* [AIM OF THE TASK] Search the data for the string "green" and extract every line where it appears.

* [DATA]
--------

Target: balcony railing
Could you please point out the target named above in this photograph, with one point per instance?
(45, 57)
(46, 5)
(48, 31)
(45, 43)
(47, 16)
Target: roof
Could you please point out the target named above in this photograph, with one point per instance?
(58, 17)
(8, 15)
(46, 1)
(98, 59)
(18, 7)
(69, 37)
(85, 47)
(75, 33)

--------

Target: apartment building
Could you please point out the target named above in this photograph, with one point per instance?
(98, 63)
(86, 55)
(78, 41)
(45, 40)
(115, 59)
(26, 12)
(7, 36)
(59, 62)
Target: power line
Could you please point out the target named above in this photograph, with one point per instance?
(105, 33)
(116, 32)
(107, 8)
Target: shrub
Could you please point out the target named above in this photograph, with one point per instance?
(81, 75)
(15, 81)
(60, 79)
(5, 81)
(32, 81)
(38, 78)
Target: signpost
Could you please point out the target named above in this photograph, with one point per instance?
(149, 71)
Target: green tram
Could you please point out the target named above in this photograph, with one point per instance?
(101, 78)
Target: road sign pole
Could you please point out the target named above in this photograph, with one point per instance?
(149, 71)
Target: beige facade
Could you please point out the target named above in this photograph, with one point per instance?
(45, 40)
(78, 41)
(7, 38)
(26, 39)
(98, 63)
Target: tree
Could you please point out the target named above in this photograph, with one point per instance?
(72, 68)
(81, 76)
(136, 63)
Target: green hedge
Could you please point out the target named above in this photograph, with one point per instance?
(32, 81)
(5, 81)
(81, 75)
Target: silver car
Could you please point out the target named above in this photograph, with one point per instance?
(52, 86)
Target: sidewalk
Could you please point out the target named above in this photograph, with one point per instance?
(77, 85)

--------

* [EXERCISE ANSWER]
Target: green tram
Target: green hedge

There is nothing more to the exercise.